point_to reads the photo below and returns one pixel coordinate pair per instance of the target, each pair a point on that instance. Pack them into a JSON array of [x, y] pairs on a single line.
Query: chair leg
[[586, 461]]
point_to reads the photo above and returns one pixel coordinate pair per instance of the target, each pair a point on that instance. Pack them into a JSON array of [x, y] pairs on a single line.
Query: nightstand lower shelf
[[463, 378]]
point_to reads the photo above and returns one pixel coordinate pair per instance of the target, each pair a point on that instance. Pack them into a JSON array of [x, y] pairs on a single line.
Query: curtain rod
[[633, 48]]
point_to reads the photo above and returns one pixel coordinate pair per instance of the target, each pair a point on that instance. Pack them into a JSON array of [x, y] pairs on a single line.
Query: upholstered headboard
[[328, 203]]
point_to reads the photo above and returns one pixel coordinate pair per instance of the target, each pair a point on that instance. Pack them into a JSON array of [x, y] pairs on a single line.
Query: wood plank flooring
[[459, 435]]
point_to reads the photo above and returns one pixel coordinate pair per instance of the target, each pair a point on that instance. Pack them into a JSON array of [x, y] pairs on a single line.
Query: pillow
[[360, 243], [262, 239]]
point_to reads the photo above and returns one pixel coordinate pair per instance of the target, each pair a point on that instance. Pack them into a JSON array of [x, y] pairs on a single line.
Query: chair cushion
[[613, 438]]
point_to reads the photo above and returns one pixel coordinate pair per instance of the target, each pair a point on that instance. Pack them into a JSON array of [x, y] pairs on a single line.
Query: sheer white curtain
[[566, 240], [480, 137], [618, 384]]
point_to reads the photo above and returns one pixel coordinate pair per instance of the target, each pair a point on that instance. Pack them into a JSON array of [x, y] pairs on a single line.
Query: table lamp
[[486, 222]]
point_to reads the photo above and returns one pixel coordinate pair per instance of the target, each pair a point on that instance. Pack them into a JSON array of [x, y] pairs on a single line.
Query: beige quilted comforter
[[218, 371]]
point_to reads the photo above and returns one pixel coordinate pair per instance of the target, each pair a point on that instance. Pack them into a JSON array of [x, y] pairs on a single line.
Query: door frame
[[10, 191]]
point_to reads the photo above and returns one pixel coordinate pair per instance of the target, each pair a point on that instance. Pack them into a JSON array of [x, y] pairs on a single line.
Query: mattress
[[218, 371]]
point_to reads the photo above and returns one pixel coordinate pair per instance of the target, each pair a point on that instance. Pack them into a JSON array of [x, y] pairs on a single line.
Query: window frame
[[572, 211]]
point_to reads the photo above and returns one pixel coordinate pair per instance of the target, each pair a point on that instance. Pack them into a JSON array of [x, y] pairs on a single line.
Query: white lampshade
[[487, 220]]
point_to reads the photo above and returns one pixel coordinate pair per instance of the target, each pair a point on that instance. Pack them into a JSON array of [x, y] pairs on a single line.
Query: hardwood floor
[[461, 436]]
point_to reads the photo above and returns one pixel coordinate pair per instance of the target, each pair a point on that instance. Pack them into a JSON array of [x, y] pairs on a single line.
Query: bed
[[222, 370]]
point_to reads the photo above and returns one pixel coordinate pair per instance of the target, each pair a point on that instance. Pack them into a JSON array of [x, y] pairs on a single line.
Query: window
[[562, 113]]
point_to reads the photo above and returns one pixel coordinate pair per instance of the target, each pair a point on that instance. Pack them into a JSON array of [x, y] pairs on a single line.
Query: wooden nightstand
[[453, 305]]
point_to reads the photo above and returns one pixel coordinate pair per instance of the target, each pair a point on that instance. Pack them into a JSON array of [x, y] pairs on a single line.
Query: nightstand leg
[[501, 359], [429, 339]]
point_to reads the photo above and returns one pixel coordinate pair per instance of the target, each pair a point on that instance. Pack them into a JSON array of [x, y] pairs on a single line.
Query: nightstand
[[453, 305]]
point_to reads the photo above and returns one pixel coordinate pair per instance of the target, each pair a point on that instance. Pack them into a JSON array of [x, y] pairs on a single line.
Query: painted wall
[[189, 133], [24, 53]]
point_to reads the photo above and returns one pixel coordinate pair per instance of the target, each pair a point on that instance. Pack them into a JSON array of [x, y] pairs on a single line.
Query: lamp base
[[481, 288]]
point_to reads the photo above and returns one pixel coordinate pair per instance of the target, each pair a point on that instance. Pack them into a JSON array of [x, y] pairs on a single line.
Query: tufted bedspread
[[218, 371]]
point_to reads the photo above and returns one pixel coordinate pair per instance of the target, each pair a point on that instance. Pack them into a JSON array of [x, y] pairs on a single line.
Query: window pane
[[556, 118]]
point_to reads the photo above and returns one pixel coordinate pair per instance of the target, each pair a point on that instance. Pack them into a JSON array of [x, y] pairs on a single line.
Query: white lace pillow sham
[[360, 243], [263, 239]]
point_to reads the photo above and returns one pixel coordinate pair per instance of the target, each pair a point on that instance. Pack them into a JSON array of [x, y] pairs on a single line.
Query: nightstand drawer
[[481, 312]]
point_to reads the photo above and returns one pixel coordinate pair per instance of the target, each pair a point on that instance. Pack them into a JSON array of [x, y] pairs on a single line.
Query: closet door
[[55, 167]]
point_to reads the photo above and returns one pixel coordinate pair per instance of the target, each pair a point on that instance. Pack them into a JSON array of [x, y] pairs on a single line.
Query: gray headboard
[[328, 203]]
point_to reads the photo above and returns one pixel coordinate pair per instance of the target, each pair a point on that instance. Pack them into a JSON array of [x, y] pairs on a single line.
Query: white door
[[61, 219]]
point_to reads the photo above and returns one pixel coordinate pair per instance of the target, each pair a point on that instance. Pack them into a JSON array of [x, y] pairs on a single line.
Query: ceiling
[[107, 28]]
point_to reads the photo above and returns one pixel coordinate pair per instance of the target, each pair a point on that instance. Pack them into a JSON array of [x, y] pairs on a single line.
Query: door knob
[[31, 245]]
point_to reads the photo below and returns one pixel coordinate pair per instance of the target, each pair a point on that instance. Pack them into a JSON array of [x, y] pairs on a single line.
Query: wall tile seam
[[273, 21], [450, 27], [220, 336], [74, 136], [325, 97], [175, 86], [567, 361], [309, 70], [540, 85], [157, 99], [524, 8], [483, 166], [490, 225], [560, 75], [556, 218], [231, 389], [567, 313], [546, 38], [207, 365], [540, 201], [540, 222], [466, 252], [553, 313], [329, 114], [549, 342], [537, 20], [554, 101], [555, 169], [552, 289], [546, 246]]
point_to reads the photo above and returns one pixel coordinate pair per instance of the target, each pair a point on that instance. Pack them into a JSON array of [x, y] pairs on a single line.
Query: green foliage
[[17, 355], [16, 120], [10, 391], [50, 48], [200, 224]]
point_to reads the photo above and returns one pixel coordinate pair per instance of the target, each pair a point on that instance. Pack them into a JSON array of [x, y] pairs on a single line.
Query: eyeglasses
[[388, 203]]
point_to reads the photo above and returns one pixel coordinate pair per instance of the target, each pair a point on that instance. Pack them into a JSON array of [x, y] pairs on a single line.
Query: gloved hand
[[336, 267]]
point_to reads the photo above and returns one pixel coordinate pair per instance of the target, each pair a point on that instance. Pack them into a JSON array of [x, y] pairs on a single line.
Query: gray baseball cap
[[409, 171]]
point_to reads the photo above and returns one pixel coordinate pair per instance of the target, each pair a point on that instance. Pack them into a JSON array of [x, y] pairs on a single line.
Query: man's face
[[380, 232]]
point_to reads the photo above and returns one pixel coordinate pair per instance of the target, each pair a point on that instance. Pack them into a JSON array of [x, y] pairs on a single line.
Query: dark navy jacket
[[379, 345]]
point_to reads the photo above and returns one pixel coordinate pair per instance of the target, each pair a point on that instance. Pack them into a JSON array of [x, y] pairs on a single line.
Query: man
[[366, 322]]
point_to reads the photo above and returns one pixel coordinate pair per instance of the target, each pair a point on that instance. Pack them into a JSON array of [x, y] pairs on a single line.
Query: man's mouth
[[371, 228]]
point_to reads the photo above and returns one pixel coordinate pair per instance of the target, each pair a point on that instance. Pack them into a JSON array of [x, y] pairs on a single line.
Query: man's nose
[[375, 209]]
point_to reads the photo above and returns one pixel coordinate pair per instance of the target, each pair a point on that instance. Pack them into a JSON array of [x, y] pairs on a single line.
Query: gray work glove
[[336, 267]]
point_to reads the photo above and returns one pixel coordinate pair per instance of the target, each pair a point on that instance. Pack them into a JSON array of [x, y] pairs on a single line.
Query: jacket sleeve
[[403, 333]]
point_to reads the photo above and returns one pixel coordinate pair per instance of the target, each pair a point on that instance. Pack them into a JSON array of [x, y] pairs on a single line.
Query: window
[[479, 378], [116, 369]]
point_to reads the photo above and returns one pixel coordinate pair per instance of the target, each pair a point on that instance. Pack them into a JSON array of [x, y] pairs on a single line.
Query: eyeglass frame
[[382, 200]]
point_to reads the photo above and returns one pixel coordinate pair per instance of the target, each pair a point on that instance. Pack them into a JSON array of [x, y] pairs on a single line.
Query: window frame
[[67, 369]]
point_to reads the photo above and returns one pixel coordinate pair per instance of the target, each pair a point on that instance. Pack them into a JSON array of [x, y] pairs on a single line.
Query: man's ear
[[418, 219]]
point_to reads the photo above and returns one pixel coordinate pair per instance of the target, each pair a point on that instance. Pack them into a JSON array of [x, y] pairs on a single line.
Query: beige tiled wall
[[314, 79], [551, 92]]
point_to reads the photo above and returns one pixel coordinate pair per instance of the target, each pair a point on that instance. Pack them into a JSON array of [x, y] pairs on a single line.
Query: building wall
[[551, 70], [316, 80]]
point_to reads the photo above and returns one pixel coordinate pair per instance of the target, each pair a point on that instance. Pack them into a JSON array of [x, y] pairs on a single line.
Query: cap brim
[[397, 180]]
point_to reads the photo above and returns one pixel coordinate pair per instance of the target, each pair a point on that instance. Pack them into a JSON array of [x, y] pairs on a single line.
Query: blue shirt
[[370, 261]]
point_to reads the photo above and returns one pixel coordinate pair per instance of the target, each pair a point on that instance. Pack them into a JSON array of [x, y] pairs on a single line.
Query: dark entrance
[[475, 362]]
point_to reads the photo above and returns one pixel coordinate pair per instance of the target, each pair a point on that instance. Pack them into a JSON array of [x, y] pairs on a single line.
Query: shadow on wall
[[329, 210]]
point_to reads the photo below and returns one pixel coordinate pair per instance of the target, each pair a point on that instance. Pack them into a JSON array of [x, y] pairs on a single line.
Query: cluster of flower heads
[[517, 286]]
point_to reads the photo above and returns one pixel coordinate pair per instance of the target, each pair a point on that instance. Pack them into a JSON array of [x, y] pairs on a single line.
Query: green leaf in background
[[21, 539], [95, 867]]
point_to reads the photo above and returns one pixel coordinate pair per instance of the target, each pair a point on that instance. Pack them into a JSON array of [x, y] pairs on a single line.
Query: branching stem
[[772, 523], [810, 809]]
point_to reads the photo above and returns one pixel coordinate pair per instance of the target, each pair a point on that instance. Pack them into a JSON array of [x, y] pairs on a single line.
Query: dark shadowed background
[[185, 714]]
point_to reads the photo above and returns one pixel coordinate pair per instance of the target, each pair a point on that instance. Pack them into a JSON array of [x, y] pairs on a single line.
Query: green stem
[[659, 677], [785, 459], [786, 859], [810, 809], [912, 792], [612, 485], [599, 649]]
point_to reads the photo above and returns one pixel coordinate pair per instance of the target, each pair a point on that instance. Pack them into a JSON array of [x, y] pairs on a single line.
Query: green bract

> WHAT THIS TASK INVOLVES
Please return only the lines from the one with "Query: green stem" through the end of the listing, each exactly as written, first and last included.

> OUTPUT BELOW
Query: green stem
[[659, 677], [785, 459], [786, 859], [810, 809], [912, 792], [612, 485], [599, 649]]
point_to reads the photo above and returns one pixel coordinate pair per instance of the target, each pair a point on that instance. Pack them into a JSON array of [x, y] pairs on a single line.
Query: green bract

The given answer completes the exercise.